> Цель задания:
Процитируйте из текста о Лейбнице отрывок от слов «Для наших целей» до слов «и близка современной.» включительно.

> Показанный текст:

==*==

Раскрывая формальную сторону слов, Лейбниц отмечает их многозначность. Считая главной целью разума познание действительности, философ выражает убежденность в необходимости исследования понятийного мышления, в том, что «языки — это поистине лучшее зеркало человеческого духа и что путем тщательного анализа значения слов мы лучше всего могли бы понять действительность разума» 14. Многозначность слов, генезис их значений, знаковый характер языка обусловливают различия в восприятии; поэтому, по словам Лейбница, «главная цель языка заключается в том, чтобы возбудить в душе того, кто меня слушает, идею, сходную с моей» 15, иначе говоря — добиться понимания. Философ ратовал за исследование значений терминов, общих понятий и слов вообще, отмечая, что это редко делается, что в диалогах и спорах смысл их намеренно затемняется («искусство затемнения слов внесло путаницу в два великих регулятора человеческих деяний — религию и правосудие»16).

Для наших целей важно отметить, что в некоторых высказываниях Г. В. Лейбница явно ощутим социальный подтекст, в частности, его убежденность в том, что исследовательская работа в области языка может оказать влияние на социально-культурную практику: тогда «путь к знанию и, может быть, к миру стал бы гораздо более открытым для людей», — отмечал философ17. Таким образом, под коммуникативной функцией языка имеется в виду не просто понимание, но и способность к мотивации, которая может вызвать определенные социальные действия. Такая трактовка языка у Лейбница не развернута, но важно уже то, что она намечена и близка современной.

Идеи Лейбница были подхвачены философским движением, среди участников которого были профессора университета в Галле — Самуил Пуффендорф (1632—1694), Христиан Томазий (1635—1728) и Христиан Вольф (1679— 1754).

С. Пуфендорф — историограф и юрист, выступил как защитник естественного права, подвергший критике систему государственного устройства того времени и указавший на необходимость социально-политических и правовых преобразований; известен также своими размышлениями о культуре, суть которой связывалась им с отношением к природе, но в целом понималась широко и вполне современно — как охватывающая все стороны деятельности человека.

==*==

> Записи данных:
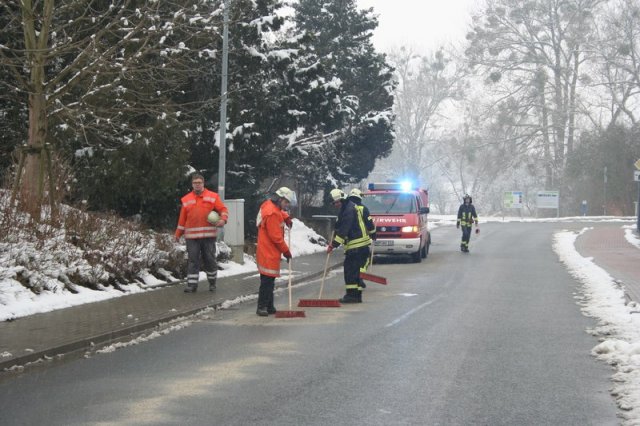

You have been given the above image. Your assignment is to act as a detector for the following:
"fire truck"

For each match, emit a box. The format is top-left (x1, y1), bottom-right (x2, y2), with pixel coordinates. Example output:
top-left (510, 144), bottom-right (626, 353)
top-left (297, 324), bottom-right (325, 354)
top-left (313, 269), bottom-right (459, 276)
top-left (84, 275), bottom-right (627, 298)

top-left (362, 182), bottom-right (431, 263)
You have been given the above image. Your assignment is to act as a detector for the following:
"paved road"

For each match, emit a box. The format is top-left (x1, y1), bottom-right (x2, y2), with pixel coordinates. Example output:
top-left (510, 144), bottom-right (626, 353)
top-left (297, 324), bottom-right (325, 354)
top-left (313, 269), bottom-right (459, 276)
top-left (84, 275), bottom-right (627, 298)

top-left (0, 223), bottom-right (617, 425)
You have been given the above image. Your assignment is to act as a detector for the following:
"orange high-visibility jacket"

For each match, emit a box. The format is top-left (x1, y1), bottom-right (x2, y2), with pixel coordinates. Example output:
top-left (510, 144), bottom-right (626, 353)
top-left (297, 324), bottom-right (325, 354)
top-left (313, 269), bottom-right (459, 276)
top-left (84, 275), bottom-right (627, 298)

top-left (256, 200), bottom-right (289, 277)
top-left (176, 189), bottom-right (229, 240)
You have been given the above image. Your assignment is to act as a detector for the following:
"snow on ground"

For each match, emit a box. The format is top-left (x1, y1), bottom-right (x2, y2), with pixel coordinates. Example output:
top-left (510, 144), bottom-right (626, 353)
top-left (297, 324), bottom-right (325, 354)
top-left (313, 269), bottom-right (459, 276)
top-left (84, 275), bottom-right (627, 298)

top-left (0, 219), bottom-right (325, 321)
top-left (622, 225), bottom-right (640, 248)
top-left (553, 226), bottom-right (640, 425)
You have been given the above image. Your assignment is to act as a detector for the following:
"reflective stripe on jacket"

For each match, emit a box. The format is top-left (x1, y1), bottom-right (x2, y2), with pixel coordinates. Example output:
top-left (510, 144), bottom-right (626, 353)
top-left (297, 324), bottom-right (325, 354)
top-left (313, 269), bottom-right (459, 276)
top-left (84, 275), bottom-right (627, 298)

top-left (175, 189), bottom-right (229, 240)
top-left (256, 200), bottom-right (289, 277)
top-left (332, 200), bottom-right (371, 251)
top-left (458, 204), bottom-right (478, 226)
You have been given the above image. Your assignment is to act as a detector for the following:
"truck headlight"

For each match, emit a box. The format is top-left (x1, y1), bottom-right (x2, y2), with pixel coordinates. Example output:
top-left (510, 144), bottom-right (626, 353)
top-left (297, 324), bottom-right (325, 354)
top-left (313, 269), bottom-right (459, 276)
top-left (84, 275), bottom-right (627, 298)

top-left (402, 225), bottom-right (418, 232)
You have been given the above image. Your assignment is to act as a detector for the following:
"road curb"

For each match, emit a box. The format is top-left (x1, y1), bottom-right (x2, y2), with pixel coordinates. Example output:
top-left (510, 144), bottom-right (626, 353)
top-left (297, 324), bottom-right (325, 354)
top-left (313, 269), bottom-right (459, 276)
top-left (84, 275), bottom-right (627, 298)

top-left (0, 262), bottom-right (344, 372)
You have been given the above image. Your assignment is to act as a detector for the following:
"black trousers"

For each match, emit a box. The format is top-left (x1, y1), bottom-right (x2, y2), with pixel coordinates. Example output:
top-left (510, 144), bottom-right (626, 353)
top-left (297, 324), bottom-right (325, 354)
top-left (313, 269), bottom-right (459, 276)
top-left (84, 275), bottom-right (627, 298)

==*==

> Готовое решение:
Для наших целей важно отметить, что в некоторых высказываниях Г. В. Лейбница явно ощутим социальный подтекст, в частности, его убежденность в том, что исследовательская работа в области языка может оказать влияние на социально-культурную практику: тогда «путь к знанию и, может быть, к миру стал бы гораздо более открытым для людей», — отмечал философ17. Таким образом, под коммуникативной функцией языка имеется в виду не просто понимание, но и способность к мотивации, которая может вызвать определенные социальные действия. Такая трактовка языка у Лейбница не развернута, но важно уже то, что она намечена и близка современной.